▸ **Provided text**

Uncertainty over Britain’s future within the European Union is causing companies to hold off hiring new permanent staff, a new poll has found

The research, which was carried out by Markit and the Recruitment and Employment Confederation (REC), found that while the number of people in permanent jobs continued to increase throughout March, it did so at its slowest rate in six months. The study also found that there was lower demand for new staff among the 400 recruitment consultancies surveyed, with vacancy numbers at their weakest for 33 months. At the same time, the number of people being taken on in temporary roles or on short-term contracts increased at its fastest rate for four months.

Tom Hadley, the REC’s director of policy, explained that while job growth was expected to continue in the months ahead, doubts around the outcome of the referendum to be held on 23 June were beginning to have an effect on recruitment into permanent job roles. Hadley said the increased hiring of temporary staff was a symptom of Brexit uncertainty, with employers wanting greater flexibility to enable them to respond quickly to ‘threats’ that might arise in the event of a British exit from the EU.

With opinion polls tight ahead of the referendum, the REC’s study echoes other reports revealing that companies are delaying decisions on recruitment and investment until the question of Britain’s EU membership is resolved. Campaigners arguing for Britain to remain within the European Union have argued that a vote to leave could have serious consequences for the UK labour market, with decreased international trade and a reduction in workers’ rights among their top concerns.

▸ **Data records**
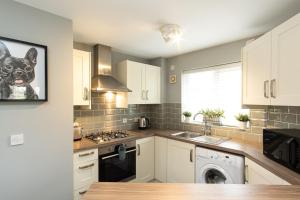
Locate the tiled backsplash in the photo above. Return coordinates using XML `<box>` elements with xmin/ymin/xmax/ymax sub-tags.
<box><xmin>150</xmin><ymin>103</ymin><xmax>300</xmax><ymax>142</ymax></box>
<box><xmin>74</xmin><ymin>98</ymin><xmax>300</xmax><ymax>142</ymax></box>
<box><xmin>74</xmin><ymin>93</ymin><xmax>150</xmax><ymax>134</ymax></box>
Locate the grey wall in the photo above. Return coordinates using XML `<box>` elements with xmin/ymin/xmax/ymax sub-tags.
<box><xmin>150</xmin><ymin>58</ymin><xmax>168</xmax><ymax>103</ymax></box>
<box><xmin>73</xmin><ymin>42</ymin><xmax>149</xmax><ymax>75</ymax></box>
<box><xmin>166</xmin><ymin>40</ymin><xmax>247</xmax><ymax>103</ymax></box>
<box><xmin>0</xmin><ymin>0</ymin><xmax>73</xmax><ymax>200</ymax></box>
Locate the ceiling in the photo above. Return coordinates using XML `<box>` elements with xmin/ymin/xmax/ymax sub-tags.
<box><xmin>16</xmin><ymin>0</ymin><xmax>300</xmax><ymax>58</ymax></box>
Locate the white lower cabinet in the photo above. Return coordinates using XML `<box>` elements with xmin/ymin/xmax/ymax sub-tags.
<box><xmin>167</xmin><ymin>140</ymin><xmax>195</xmax><ymax>183</ymax></box>
<box><xmin>74</xmin><ymin>185</ymin><xmax>90</xmax><ymax>200</ymax></box>
<box><xmin>155</xmin><ymin>136</ymin><xmax>168</xmax><ymax>183</ymax></box>
<box><xmin>134</xmin><ymin>137</ymin><xmax>154</xmax><ymax>183</ymax></box>
<box><xmin>73</xmin><ymin>149</ymin><xmax>98</xmax><ymax>200</ymax></box>
<box><xmin>245</xmin><ymin>158</ymin><xmax>290</xmax><ymax>185</ymax></box>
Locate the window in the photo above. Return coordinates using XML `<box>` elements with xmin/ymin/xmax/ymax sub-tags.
<box><xmin>182</xmin><ymin>63</ymin><xmax>249</xmax><ymax>126</ymax></box>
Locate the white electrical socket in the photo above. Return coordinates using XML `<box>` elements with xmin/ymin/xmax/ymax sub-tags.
<box><xmin>10</xmin><ymin>133</ymin><xmax>24</xmax><ymax>146</ymax></box>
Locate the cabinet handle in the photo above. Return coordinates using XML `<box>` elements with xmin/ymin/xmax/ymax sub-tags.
<box><xmin>82</xmin><ymin>87</ymin><xmax>89</xmax><ymax>101</ymax></box>
<box><xmin>271</xmin><ymin>79</ymin><xmax>276</xmax><ymax>98</ymax></box>
<box><xmin>142</xmin><ymin>90</ymin><xmax>145</xmax><ymax>100</ymax></box>
<box><xmin>146</xmin><ymin>90</ymin><xmax>149</xmax><ymax>100</ymax></box>
<box><xmin>78</xmin><ymin>190</ymin><xmax>87</xmax><ymax>195</ymax></box>
<box><xmin>264</xmin><ymin>80</ymin><xmax>269</xmax><ymax>98</ymax></box>
<box><xmin>245</xmin><ymin>165</ymin><xmax>249</xmax><ymax>183</ymax></box>
<box><xmin>78</xmin><ymin>163</ymin><xmax>95</xmax><ymax>169</ymax></box>
<box><xmin>78</xmin><ymin>151</ymin><xmax>95</xmax><ymax>157</ymax></box>
<box><xmin>137</xmin><ymin>144</ymin><xmax>141</xmax><ymax>156</ymax></box>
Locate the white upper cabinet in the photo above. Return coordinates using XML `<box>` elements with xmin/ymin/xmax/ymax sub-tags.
<box><xmin>243</xmin><ymin>33</ymin><xmax>271</xmax><ymax>105</ymax></box>
<box><xmin>145</xmin><ymin>65</ymin><xmax>161</xmax><ymax>104</ymax></box>
<box><xmin>118</xmin><ymin>60</ymin><xmax>161</xmax><ymax>104</ymax></box>
<box><xmin>73</xmin><ymin>49</ymin><xmax>91</xmax><ymax>106</ymax></box>
<box><xmin>270</xmin><ymin>14</ymin><xmax>300</xmax><ymax>106</ymax></box>
<box><xmin>243</xmin><ymin>14</ymin><xmax>300</xmax><ymax>106</ymax></box>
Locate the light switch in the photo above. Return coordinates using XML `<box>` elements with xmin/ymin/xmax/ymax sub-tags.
<box><xmin>10</xmin><ymin>133</ymin><xmax>24</xmax><ymax>146</ymax></box>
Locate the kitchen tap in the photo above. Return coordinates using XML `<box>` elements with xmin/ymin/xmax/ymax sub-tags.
<box><xmin>193</xmin><ymin>113</ymin><xmax>211</xmax><ymax>135</ymax></box>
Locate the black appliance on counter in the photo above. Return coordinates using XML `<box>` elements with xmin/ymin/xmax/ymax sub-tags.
<box><xmin>98</xmin><ymin>141</ymin><xmax>136</xmax><ymax>182</ymax></box>
<box><xmin>263</xmin><ymin>129</ymin><xmax>300</xmax><ymax>173</ymax></box>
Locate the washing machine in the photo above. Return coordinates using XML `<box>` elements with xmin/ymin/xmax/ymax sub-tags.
<box><xmin>196</xmin><ymin>147</ymin><xmax>245</xmax><ymax>184</ymax></box>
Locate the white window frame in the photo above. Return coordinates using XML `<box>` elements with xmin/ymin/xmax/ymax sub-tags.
<box><xmin>181</xmin><ymin>62</ymin><xmax>249</xmax><ymax>127</ymax></box>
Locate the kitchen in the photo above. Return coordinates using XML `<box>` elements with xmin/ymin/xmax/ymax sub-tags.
<box><xmin>0</xmin><ymin>0</ymin><xmax>300</xmax><ymax>199</ymax></box>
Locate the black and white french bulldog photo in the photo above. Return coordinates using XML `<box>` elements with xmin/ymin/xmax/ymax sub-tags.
<box><xmin>0</xmin><ymin>41</ymin><xmax>38</xmax><ymax>100</ymax></box>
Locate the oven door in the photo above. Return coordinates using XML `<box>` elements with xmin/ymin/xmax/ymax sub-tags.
<box><xmin>99</xmin><ymin>147</ymin><xmax>136</xmax><ymax>182</ymax></box>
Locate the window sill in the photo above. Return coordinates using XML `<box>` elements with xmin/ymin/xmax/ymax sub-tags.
<box><xmin>181</xmin><ymin>121</ymin><xmax>250</xmax><ymax>131</ymax></box>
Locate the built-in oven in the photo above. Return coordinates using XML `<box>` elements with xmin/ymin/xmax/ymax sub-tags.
<box><xmin>99</xmin><ymin>141</ymin><xmax>136</xmax><ymax>182</ymax></box>
<box><xmin>263</xmin><ymin>129</ymin><xmax>300</xmax><ymax>173</ymax></box>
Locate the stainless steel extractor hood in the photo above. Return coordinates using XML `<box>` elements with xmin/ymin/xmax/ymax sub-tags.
<box><xmin>92</xmin><ymin>44</ymin><xmax>131</xmax><ymax>92</ymax></box>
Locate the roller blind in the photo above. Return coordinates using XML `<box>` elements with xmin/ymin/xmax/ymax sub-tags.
<box><xmin>182</xmin><ymin>63</ymin><xmax>249</xmax><ymax>126</ymax></box>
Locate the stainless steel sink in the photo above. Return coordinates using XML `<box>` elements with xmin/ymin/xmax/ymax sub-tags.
<box><xmin>172</xmin><ymin>132</ymin><xmax>229</xmax><ymax>144</ymax></box>
<box><xmin>172</xmin><ymin>132</ymin><xmax>201</xmax><ymax>139</ymax></box>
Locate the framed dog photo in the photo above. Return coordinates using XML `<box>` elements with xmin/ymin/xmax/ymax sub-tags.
<box><xmin>0</xmin><ymin>37</ymin><xmax>47</xmax><ymax>102</ymax></box>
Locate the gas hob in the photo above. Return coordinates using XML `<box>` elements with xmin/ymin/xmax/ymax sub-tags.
<box><xmin>86</xmin><ymin>130</ymin><xmax>131</xmax><ymax>144</ymax></box>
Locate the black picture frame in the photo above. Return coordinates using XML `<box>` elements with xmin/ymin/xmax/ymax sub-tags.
<box><xmin>0</xmin><ymin>36</ymin><xmax>48</xmax><ymax>103</ymax></box>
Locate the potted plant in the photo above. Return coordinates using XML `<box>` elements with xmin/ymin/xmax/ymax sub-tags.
<box><xmin>182</xmin><ymin>111</ymin><xmax>192</xmax><ymax>123</ymax></box>
<box><xmin>199</xmin><ymin>109</ymin><xmax>224</xmax><ymax>125</ymax></box>
<box><xmin>235</xmin><ymin>113</ymin><xmax>250</xmax><ymax>129</ymax></box>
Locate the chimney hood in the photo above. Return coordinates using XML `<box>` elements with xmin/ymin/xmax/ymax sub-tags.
<box><xmin>92</xmin><ymin>44</ymin><xmax>132</xmax><ymax>92</ymax></box>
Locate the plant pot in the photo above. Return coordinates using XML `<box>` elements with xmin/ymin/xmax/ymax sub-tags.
<box><xmin>184</xmin><ymin>117</ymin><xmax>191</xmax><ymax>123</ymax></box>
<box><xmin>239</xmin><ymin>122</ymin><xmax>248</xmax><ymax>129</ymax></box>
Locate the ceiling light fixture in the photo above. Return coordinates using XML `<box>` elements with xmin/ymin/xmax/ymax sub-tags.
<box><xmin>160</xmin><ymin>24</ymin><xmax>182</xmax><ymax>43</ymax></box>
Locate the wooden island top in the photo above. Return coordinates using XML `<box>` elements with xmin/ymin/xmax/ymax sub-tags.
<box><xmin>82</xmin><ymin>183</ymin><xmax>300</xmax><ymax>200</ymax></box>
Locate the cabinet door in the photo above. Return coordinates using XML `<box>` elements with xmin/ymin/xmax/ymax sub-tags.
<box><xmin>243</xmin><ymin>33</ymin><xmax>272</xmax><ymax>105</ymax></box>
<box><xmin>74</xmin><ymin>160</ymin><xmax>99</xmax><ymax>190</ymax></box>
<box><xmin>127</xmin><ymin>61</ymin><xmax>145</xmax><ymax>104</ymax></box>
<box><xmin>136</xmin><ymin>137</ymin><xmax>154</xmax><ymax>183</ymax></box>
<box><xmin>74</xmin><ymin>185</ymin><xmax>90</xmax><ymax>200</ymax></box>
<box><xmin>145</xmin><ymin>65</ymin><xmax>161</xmax><ymax>104</ymax></box>
<box><xmin>73</xmin><ymin>49</ymin><xmax>91</xmax><ymax>106</ymax></box>
<box><xmin>271</xmin><ymin>14</ymin><xmax>300</xmax><ymax>106</ymax></box>
<box><xmin>167</xmin><ymin>140</ymin><xmax>195</xmax><ymax>183</ymax></box>
<box><xmin>245</xmin><ymin>158</ymin><xmax>289</xmax><ymax>185</ymax></box>
<box><xmin>154</xmin><ymin>136</ymin><xmax>168</xmax><ymax>183</ymax></box>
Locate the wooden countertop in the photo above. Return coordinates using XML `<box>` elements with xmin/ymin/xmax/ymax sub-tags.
<box><xmin>73</xmin><ymin>129</ymin><xmax>300</xmax><ymax>185</ymax></box>
<box><xmin>82</xmin><ymin>183</ymin><xmax>300</xmax><ymax>200</ymax></box>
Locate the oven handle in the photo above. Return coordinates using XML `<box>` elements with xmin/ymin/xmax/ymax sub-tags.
<box><xmin>101</xmin><ymin>149</ymin><xmax>136</xmax><ymax>160</ymax></box>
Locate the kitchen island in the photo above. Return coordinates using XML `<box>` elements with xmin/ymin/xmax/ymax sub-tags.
<box><xmin>82</xmin><ymin>183</ymin><xmax>300</xmax><ymax>200</ymax></box>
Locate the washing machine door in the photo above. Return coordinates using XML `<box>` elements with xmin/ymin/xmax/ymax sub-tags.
<box><xmin>198</xmin><ymin>164</ymin><xmax>233</xmax><ymax>184</ymax></box>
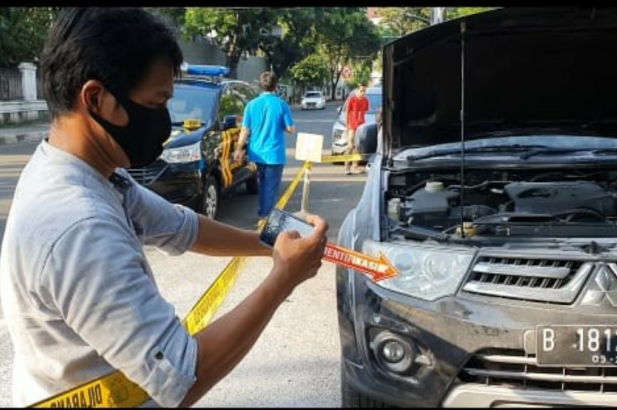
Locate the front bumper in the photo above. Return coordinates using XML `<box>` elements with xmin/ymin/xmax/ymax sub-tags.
<box><xmin>332</xmin><ymin>126</ymin><xmax>348</xmax><ymax>155</ymax></box>
<box><xmin>300</xmin><ymin>101</ymin><xmax>326</xmax><ymax>110</ymax></box>
<box><xmin>337</xmin><ymin>267</ymin><xmax>617</xmax><ymax>407</ymax></box>
<box><xmin>128</xmin><ymin>159</ymin><xmax>202</xmax><ymax>207</ymax></box>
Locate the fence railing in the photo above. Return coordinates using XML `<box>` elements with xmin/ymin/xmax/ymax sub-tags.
<box><xmin>0</xmin><ymin>68</ymin><xmax>24</xmax><ymax>101</ymax></box>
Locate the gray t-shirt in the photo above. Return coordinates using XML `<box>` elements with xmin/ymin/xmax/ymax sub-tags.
<box><xmin>0</xmin><ymin>141</ymin><xmax>199</xmax><ymax>407</ymax></box>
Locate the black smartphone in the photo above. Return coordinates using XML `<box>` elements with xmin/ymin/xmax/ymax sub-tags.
<box><xmin>259</xmin><ymin>208</ymin><xmax>315</xmax><ymax>247</ymax></box>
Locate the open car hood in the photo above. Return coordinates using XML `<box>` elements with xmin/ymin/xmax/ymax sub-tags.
<box><xmin>383</xmin><ymin>8</ymin><xmax>617</xmax><ymax>154</ymax></box>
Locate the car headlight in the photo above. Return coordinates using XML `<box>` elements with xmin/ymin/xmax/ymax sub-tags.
<box><xmin>362</xmin><ymin>240</ymin><xmax>475</xmax><ymax>301</ymax></box>
<box><xmin>161</xmin><ymin>141</ymin><xmax>201</xmax><ymax>164</ymax></box>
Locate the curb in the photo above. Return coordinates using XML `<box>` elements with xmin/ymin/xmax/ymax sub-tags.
<box><xmin>0</xmin><ymin>130</ymin><xmax>49</xmax><ymax>145</ymax></box>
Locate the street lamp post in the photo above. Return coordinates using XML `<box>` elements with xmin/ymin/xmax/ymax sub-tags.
<box><xmin>431</xmin><ymin>7</ymin><xmax>446</xmax><ymax>26</ymax></box>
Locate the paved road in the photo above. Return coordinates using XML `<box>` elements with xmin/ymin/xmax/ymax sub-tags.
<box><xmin>0</xmin><ymin>105</ymin><xmax>365</xmax><ymax>407</ymax></box>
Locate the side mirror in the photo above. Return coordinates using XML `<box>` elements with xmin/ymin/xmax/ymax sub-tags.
<box><xmin>355</xmin><ymin>122</ymin><xmax>378</xmax><ymax>154</ymax></box>
<box><xmin>223</xmin><ymin>115</ymin><xmax>238</xmax><ymax>130</ymax></box>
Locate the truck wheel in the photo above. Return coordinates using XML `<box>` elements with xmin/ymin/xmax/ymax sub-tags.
<box><xmin>201</xmin><ymin>175</ymin><xmax>220</xmax><ymax>219</ymax></box>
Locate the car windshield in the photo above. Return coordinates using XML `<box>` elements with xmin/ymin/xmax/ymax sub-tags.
<box><xmin>167</xmin><ymin>84</ymin><xmax>218</xmax><ymax>124</ymax></box>
<box><xmin>339</xmin><ymin>93</ymin><xmax>382</xmax><ymax>124</ymax></box>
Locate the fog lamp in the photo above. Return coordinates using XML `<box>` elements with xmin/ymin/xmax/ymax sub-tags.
<box><xmin>370</xmin><ymin>330</ymin><xmax>415</xmax><ymax>373</ymax></box>
<box><xmin>381</xmin><ymin>340</ymin><xmax>405</xmax><ymax>363</ymax></box>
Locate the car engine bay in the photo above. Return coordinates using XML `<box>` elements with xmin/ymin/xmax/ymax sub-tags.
<box><xmin>386</xmin><ymin>168</ymin><xmax>617</xmax><ymax>237</ymax></box>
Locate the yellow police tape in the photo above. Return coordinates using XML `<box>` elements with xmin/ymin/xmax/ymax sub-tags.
<box><xmin>321</xmin><ymin>154</ymin><xmax>364</xmax><ymax>163</ymax></box>
<box><xmin>28</xmin><ymin>162</ymin><xmax>310</xmax><ymax>408</ymax></box>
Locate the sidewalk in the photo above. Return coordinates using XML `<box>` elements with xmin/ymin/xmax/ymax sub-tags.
<box><xmin>0</xmin><ymin>122</ymin><xmax>50</xmax><ymax>145</ymax></box>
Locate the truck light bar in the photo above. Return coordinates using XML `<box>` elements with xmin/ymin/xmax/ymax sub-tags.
<box><xmin>181</xmin><ymin>63</ymin><xmax>230</xmax><ymax>77</ymax></box>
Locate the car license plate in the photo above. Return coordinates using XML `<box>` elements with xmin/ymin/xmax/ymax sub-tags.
<box><xmin>536</xmin><ymin>325</ymin><xmax>617</xmax><ymax>366</ymax></box>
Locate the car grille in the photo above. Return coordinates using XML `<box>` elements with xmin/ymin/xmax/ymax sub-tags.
<box><xmin>127</xmin><ymin>159</ymin><xmax>167</xmax><ymax>185</ymax></box>
<box><xmin>463</xmin><ymin>256</ymin><xmax>594</xmax><ymax>304</ymax></box>
<box><xmin>459</xmin><ymin>349</ymin><xmax>617</xmax><ymax>393</ymax></box>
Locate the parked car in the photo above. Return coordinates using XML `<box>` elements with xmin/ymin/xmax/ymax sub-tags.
<box><xmin>336</xmin><ymin>8</ymin><xmax>617</xmax><ymax>407</ymax></box>
<box><xmin>300</xmin><ymin>91</ymin><xmax>326</xmax><ymax>110</ymax></box>
<box><xmin>331</xmin><ymin>86</ymin><xmax>382</xmax><ymax>155</ymax></box>
<box><xmin>128</xmin><ymin>65</ymin><xmax>259</xmax><ymax>218</ymax></box>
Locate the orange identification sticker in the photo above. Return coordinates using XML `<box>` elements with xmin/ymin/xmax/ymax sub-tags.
<box><xmin>323</xmin><ymin>243</ymin><xmax>398</xmax><ymax>282</ymax></box>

▸ **Problems to solve**
1. In the article on Brexit uncertainty and hiring, list each period of months used to compare the March survey results, along with the finding each one goes with.
2. Carry on the article about Brexit uncertainty and hiring, starting after its final sentence.
The rows are separate material from the text on Brexit uncertainty and hiring.

▸ **Expected responses**
1.
- Six months: permanent placements rose at their slowest rate in six months.
- 33 months: vacancy numbers were at their weakest for 33 months.
- Four months: temporary and short-term hiring rose at its fastest rate for four months.

2.
Despite Brexit fears, the report highlighted some positive news for the UK jobs market, with salaries for people in permanent positions continuing to rise and the introduction of the national living wage meaning that hourly rates for temporary staff increased at their fastest rate in three months.

Despite record employment figures, however, official statistics show that overall growth in the United Kingdom has been slowing. A separate report by Markit/CIPS showed that growth in Britain’s once dominant services sector came to a virtual standstill last month, with companies holding off major financial decision as they weighed up their options ahead of a potential Brexit.

The report also revealed that the services sector, which includes a number of major restaurant, bar and hotel chains, saw its weakest quarter in three years.